[start]

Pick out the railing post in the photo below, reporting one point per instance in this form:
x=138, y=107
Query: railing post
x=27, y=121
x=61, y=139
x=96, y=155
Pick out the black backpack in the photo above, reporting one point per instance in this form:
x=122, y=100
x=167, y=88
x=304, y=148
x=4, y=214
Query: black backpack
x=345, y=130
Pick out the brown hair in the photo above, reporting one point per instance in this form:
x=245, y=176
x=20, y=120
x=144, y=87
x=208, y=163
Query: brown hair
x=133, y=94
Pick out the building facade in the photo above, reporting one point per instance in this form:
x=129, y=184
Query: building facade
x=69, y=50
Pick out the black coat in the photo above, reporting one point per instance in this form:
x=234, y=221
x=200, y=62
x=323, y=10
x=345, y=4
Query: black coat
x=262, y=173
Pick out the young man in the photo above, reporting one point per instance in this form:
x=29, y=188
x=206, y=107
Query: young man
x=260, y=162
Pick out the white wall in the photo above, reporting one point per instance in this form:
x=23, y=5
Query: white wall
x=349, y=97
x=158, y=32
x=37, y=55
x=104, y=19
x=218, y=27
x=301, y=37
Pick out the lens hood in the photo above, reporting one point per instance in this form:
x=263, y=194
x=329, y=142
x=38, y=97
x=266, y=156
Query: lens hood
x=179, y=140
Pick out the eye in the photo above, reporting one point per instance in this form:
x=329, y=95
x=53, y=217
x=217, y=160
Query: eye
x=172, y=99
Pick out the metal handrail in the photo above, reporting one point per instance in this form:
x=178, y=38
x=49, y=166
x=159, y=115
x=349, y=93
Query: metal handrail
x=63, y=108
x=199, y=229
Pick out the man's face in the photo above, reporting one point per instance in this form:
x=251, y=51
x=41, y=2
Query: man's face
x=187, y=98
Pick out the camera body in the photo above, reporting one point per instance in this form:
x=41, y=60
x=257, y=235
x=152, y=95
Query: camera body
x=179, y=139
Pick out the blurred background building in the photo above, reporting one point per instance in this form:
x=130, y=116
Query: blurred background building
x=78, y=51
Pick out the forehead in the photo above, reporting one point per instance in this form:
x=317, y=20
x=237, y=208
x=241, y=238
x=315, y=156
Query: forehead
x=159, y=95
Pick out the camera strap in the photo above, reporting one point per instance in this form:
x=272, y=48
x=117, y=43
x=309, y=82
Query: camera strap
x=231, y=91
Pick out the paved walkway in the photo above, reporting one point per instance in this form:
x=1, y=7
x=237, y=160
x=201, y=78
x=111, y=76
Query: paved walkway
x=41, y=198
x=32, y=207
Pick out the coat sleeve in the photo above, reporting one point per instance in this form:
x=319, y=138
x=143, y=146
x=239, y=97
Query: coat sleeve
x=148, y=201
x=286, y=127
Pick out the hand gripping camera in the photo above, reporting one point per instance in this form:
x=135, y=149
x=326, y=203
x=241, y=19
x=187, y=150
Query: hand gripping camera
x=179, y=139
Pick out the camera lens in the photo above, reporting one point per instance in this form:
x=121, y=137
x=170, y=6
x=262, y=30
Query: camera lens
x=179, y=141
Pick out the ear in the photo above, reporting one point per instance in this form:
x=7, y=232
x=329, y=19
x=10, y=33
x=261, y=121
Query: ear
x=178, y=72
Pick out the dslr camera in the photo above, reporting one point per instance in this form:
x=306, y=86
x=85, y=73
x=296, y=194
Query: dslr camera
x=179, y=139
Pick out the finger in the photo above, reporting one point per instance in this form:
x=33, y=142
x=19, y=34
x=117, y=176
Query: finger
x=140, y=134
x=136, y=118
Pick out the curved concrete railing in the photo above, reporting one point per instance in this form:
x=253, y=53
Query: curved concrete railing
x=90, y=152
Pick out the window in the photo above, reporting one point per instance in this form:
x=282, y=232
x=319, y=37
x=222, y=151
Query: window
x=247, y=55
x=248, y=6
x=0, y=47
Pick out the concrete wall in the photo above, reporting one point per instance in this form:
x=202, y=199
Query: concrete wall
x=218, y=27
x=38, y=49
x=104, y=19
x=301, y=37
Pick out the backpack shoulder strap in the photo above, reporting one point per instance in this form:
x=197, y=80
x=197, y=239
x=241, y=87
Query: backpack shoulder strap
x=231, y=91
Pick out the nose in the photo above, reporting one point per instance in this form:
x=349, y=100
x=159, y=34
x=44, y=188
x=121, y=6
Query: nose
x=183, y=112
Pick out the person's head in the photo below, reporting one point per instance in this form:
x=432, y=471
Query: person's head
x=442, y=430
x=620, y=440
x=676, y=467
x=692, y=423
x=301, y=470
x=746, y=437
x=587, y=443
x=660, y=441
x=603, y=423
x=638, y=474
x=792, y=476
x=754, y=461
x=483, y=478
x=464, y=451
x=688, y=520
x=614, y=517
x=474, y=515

[end]

- Problem requirements
Reproduce the records above word for word, beginning with their first line and ending with the line that contains "x=96, y=155", with both of those lines included. Repeat nothing outside that span.

- Exercise answer
Pick out the railing post in the photo below, reporting one point per instance in this form:
x=138, y=107
Query: railing post
x=27, y=121
x=61, y=139
x=96, y=155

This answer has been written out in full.